_EXERCISE_:
Please copy the records below word for word, starting with the line that contains "# draw the outline of every instance of the spanish" and going on through the line that contains "111 70 L 114", both included. Leave the pictures out of your answer.
-- Begin TASK INPUTS --
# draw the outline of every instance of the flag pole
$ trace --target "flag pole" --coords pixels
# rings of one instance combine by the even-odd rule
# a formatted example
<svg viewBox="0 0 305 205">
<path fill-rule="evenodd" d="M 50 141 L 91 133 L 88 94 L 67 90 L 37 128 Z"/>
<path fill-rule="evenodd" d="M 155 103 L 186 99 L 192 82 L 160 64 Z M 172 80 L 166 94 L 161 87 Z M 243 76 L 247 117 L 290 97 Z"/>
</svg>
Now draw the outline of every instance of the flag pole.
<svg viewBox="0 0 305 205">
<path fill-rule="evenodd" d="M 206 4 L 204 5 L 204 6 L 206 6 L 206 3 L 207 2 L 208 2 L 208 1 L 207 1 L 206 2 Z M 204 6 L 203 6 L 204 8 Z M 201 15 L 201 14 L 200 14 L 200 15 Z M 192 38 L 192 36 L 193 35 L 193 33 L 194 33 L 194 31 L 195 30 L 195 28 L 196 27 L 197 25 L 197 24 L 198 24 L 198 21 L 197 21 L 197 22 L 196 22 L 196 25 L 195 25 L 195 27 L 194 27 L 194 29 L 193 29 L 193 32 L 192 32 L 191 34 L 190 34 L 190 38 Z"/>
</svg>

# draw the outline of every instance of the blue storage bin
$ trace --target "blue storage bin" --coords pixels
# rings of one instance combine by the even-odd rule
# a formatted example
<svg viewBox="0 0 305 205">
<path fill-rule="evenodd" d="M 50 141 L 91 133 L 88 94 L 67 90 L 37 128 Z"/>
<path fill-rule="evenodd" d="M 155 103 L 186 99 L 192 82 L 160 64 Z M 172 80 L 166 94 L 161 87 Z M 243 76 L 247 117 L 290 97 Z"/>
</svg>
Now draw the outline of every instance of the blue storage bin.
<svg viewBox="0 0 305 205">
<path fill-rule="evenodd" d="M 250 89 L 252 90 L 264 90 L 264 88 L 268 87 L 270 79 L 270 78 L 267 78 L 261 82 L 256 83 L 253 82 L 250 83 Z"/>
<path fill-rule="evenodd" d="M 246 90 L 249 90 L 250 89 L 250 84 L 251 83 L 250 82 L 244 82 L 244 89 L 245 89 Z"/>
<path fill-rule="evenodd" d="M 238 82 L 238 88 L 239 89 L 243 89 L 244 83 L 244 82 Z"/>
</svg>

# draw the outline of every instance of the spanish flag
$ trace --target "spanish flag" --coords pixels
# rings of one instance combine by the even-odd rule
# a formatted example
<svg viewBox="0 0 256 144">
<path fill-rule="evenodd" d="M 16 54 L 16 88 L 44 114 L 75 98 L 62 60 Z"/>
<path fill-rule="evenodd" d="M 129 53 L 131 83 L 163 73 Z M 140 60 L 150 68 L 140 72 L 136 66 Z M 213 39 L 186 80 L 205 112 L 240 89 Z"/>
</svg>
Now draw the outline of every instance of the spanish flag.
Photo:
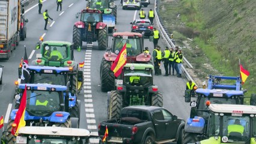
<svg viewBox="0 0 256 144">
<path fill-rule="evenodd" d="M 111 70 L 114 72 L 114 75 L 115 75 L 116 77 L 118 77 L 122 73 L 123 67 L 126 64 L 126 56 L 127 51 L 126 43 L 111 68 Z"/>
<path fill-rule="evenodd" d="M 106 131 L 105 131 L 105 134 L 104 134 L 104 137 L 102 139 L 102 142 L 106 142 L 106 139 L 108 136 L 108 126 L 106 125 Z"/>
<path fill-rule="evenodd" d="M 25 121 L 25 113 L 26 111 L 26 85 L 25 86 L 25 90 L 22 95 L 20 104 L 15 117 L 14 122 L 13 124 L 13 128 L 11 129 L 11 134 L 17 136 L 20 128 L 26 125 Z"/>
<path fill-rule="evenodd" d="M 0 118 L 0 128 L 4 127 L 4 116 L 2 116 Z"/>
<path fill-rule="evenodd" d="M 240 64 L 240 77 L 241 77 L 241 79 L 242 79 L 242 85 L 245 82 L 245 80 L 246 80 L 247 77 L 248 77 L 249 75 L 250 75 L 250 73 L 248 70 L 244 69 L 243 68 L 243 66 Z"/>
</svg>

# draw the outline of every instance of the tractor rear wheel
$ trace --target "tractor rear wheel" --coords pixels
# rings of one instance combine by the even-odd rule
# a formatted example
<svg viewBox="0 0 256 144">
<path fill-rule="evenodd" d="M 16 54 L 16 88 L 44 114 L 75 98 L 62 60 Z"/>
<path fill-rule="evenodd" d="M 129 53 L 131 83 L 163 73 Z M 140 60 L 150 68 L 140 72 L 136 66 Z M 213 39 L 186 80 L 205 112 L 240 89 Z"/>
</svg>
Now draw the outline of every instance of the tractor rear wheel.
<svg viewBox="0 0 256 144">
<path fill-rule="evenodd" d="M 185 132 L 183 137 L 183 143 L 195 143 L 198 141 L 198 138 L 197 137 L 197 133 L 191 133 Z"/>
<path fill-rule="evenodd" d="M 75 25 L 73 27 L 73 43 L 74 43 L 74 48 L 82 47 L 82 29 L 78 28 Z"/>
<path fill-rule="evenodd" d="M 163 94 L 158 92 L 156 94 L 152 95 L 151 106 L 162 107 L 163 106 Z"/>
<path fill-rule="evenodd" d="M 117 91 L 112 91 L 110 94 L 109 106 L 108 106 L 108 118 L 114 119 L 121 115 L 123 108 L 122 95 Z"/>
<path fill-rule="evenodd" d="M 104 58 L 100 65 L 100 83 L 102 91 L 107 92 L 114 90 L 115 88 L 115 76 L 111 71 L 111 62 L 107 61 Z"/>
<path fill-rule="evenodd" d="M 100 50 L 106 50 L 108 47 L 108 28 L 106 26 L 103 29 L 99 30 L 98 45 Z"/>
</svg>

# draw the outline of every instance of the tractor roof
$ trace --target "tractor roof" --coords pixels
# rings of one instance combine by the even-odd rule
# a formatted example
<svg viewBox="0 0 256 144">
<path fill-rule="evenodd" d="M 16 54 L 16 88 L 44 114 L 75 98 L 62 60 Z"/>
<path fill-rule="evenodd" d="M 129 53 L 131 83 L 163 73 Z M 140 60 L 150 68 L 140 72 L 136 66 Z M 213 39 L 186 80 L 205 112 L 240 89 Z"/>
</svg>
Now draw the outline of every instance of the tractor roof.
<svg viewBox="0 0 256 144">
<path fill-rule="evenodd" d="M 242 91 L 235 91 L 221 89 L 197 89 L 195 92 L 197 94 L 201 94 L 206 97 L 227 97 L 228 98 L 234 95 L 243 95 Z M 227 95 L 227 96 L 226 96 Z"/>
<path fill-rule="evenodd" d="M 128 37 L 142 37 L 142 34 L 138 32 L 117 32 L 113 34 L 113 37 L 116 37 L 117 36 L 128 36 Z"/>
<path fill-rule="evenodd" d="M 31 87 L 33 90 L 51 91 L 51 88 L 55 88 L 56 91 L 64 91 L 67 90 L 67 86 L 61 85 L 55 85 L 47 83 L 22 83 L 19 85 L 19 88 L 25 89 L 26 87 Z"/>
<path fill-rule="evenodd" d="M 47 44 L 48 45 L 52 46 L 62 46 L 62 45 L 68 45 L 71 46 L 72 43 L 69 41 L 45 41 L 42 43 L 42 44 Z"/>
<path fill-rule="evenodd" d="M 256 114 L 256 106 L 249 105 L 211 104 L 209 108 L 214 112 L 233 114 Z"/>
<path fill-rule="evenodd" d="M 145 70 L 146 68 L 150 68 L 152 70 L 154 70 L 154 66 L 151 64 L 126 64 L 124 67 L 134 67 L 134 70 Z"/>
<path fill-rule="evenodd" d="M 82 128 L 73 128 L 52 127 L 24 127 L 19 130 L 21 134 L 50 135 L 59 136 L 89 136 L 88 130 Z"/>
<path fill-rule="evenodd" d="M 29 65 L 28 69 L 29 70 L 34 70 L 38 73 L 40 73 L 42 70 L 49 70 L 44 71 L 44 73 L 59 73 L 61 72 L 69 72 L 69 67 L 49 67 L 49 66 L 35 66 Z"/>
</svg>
-- End TASK INPUTS --
_ANSWER TO THIS TASK_:
# draw the outline of every instance of the spanish flag
$ trace --target "spanish flag" --coords pixels
# rings of one instance combine by the even-odd rule
# a formatted example
<svg viewBox="0 0 256 144">
<path fill-rule="evenodd" d="M 16 54 L 16 88 L 44 114 L 75 98 L 62 60 Z"/>
<path fill-rule="evenodd" d="M 129 53 L 131 83 L 163 73 Z M 140 60 L 150 68 L 140 72 L 136 66 Z M 213 39 L 186 80 L 205 112 L 240 89 Z"/>
</svg>
Now draw the outline of every instance of the spanish flag.
Photo:
<svg viewBox="0 0 256 144">
<path fill-rule="evenodd" d="M 111 70 L 114 72 L 114 75 L 115 75 L 116 77 L 118 77 L 122 73 L 123 67 L 126 64 L 126 56 L 127 51 L 126 43 L 111 68 Z"/>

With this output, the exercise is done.